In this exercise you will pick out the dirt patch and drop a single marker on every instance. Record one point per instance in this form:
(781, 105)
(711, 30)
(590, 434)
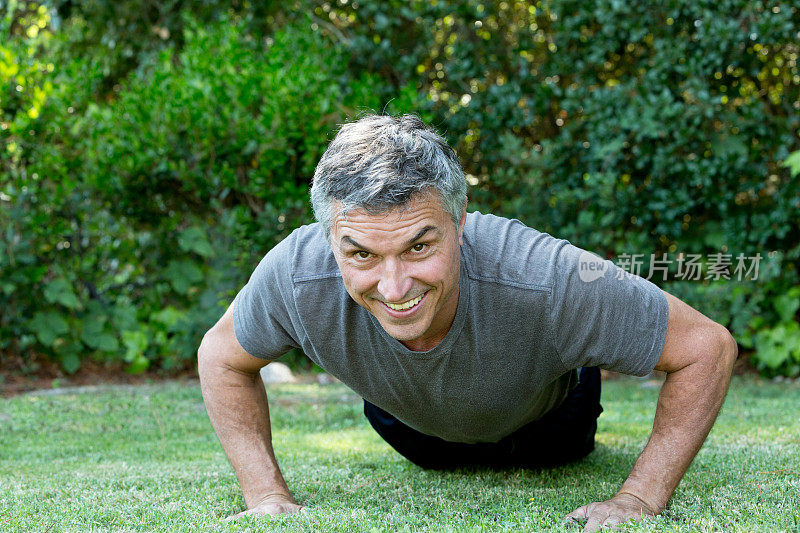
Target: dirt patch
(17, 377)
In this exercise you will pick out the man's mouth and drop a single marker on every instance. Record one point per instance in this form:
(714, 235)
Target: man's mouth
(408, 304)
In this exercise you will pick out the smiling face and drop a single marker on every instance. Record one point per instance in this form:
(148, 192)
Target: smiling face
(403, 266)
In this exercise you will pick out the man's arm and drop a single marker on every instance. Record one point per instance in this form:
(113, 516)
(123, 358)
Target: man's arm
(236, 402)
(698, 358)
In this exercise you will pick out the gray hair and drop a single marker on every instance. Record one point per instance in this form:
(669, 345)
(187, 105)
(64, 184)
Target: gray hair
(379, 162)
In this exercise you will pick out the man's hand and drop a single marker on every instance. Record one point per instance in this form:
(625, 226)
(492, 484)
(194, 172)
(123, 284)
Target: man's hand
(618, 510)
(237, 406)
(271, 506)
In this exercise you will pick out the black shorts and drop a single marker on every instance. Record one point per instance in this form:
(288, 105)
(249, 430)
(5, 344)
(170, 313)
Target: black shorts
(563, 435)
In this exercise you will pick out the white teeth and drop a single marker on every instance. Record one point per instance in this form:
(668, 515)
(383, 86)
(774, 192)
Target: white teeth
(405, 305)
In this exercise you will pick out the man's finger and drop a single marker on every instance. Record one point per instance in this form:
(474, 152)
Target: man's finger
(581, 513)
(592, 524)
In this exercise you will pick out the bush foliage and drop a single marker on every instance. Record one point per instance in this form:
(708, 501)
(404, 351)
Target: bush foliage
(153, 152)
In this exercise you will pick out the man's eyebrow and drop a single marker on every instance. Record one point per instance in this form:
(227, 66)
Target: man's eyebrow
(351, 242)
(420, 234)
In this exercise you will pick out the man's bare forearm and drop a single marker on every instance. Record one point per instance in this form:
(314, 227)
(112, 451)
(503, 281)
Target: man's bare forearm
(237, 407)
(688, 405)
----
TASK DESCRIPTION:
For this exercise, repeat exactly the lines of the data above from the one with "Target: dirt patch" down to the one with "In this exercise you will pick out the gray", both end lines included.

EXPECTED ANSWER:
Target: dirt patch
(17, 377)
In this exercise you will pick out the man's mouth and drop a single marker on every instance. Record one point per instance in this form:
(714, 235)
Target: man's mouth
(408, 304)
In this exercise you will pick out the smiling face and drop a single marker on every instance. Record one point per instance in this form:
(148, 192)
Target: smiling face
(403, 266)
In this exercise you will pick out the man's arm and drop a single marker on every instance. Record one point per instance in this form:
(113, 516)
(123, 358)
Target: man's arm
(236, 402)
(698, 358)
In this exercise you will pick out the gray hair and drop a single marker on every instance. Record one point per instance in this form:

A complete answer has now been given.